# Written tasks
A. In the complex matrix passage, what are the first and second index ranges of the result returned by Transpose?
B. For each statement, say whether it agrees with the complex matrix passage, and quote the words that decide it: (i) The unary "-" operation applies the corresponding operation in numerics.generic_complex_types to each component of Right. (ii) The result of Conjugate has index ranges that differ from those of X. (iii) The first index range of the result of Transpose is X'Range(1).
C. Rewrite the stretch of the complex matrix passage from "103/2 function Conjugate" through "a matrix X.", swapping "Conjugate" for "Conj".

# Passage to read
· · · · · · ·

101/2 function "+" (Right : Complex_Matrix) return Complex_Matrix;
function "-" (Right : Complex_Matrix) return Complex_Matrix;
102/2 {AI95-00296-01} Each operation returns the result of applying the
corresponding operation in numerics.generic_complex_types to each
component of Right. The index ranges of the result are those of
Right.
103/2 function Conjugate (X : Complex_Matrix) return Complex_Matrix;
104/2 {AI95-00296-01} This function returns the result of applying the
appropriate function Conjugate in numerics.generic_complex_types
to each component of X. The index ranges of the result are those
of X.
105/2 function Transpose (X : Complex_Matrix) return Complex_Matrix;
106/2 {AI95-00296-01} This function returns the transpose of a matrix X.
The first and second index ranges of the result are X'Range(2) and
X'Range(1) respectively.

· · · · · · ·

# Data records
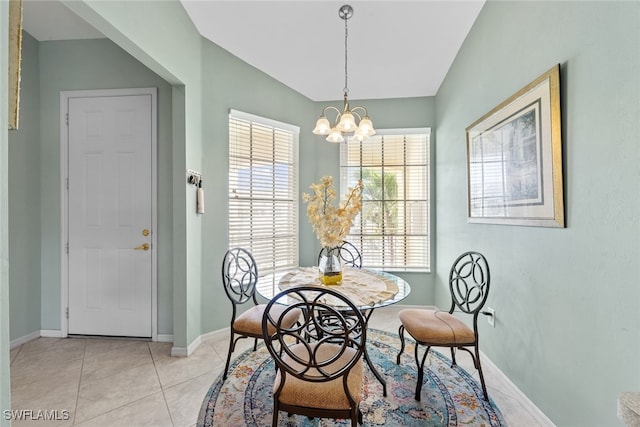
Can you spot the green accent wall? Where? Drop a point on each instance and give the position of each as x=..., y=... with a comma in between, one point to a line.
x=97, y=64
x=24, y=200
x=568, y=326
x=5, y=377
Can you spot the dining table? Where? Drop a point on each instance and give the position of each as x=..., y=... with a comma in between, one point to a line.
x=368, y=289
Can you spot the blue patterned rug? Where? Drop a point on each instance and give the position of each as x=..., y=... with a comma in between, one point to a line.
x=450, y=396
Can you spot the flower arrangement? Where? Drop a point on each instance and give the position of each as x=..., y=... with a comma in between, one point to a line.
x=332, y=223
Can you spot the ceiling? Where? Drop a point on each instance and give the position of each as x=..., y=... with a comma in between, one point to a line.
x=396, y=49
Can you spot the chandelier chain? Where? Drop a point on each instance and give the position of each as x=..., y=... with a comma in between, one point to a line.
x=346, y=35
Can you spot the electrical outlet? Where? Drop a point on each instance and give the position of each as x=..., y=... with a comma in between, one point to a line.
x=491, y=316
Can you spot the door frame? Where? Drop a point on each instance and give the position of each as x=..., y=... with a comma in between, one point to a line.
x=65, y=96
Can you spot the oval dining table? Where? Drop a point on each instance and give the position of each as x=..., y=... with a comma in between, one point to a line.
x=368, y=289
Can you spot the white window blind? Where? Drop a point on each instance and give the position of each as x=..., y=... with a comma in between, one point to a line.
x=392, y=230
x=263, y=191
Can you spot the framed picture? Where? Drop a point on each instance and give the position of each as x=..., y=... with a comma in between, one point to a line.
x=514, y=159
x=15, y=52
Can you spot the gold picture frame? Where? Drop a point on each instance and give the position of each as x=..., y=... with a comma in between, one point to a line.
x=514, y=159
x=15, y=58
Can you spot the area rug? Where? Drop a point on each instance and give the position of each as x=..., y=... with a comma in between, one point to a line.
x=450, y=396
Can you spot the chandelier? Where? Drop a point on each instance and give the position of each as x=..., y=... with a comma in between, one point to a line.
x=348, y=121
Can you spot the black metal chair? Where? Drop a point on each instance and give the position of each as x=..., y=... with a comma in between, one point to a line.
x=319, y=359
x=348, y=253
x=469, y=286
x=239, y=277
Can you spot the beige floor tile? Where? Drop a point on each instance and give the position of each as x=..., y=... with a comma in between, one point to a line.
x=160, y=350
x=13, y=353
x=149, y=411
x=41, y=377
x=115, y=360
x=57, y=406
x=176, y=370
x=184, y=400
x=124, y=382
x=96, y=346
x=50, y=352
x=100, y=396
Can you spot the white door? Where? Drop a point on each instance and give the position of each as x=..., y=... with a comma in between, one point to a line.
x=110, y=215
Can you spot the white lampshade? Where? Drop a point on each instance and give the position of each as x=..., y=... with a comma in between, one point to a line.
x=366, y=127
x=322, y=126
x=335, y=136
x=357, y=136
x=347, y=122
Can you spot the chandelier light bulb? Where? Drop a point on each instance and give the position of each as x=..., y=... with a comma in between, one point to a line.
x=348, y=121
x=323, y=127
x=335, y=136
x=366, y=127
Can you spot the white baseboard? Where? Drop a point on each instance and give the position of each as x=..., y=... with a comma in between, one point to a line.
x=213, y=335
x=165, y=338
x=52, y=333
x=520, y=395
x=24, y=339
x=209, y=336
x=186, y=351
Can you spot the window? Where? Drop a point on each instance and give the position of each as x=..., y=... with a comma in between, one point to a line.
x=263, y=190
x=392, y=230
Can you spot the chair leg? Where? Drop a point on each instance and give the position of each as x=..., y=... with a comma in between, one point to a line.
x=420, y=367
x=276, y=410
x=453, y=357
x=479, y=367
x=231, y=348
x=401, y=333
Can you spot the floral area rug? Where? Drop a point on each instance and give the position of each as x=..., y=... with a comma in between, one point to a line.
x=450, y=396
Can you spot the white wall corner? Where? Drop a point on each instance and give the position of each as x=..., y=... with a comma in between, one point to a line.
x=186, y=351
x=24, y=339
x=165, y=338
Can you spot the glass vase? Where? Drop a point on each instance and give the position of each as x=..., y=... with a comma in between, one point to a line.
x=330, y=266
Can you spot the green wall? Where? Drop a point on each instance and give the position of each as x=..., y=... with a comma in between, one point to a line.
x=5, y=377
x=96, y=64
x=24, y=200
x=568, y=325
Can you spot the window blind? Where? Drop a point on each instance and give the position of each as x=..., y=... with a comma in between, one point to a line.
x=263, y=191
x=392, y=230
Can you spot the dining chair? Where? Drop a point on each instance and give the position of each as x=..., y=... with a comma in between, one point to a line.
x=348, y=253
x=240, y=277
x=319, y=359
x=469, y=287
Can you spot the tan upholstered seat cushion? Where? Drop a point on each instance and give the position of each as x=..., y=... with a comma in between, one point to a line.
x=250, y=322
x=324, y=395
x=435, y=327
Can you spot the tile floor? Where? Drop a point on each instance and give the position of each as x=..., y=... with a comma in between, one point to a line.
x=115, y=382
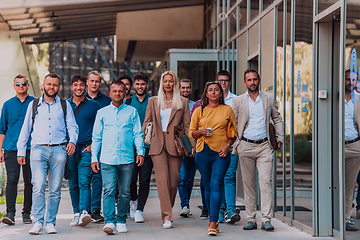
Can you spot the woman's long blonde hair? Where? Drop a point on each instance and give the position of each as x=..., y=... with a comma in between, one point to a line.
x=176, y=101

· · · · · · ·

# Exercise results
A. They are X'Range(2) and X'Range(1), respectively.

B.
(i) Yes: "Each operation returns the result of applying the corresponding operation in numerics.generic_complex_types to each component of Right."
(ii) No: "The index ranges of the result are those of X."
(iii) No: "The first and second index ranges of the result are X'Range(2) and X'Range(1) respectively."

C.
103/2 function Conj (X : Complex_Matrix) return Complex_Matrix;
104/2 {AI95-00296-01} This function returns the result of applying the
appropriate function Conj in numerics.generic_complex_types
to each component of X. The index ranges of the result are those
of X.
105/2 function Transpose (X : Complex_Matrix) return Complex_Matrix;
106/2 {AI95-00296-01} This function returns the transpose of a matrix X.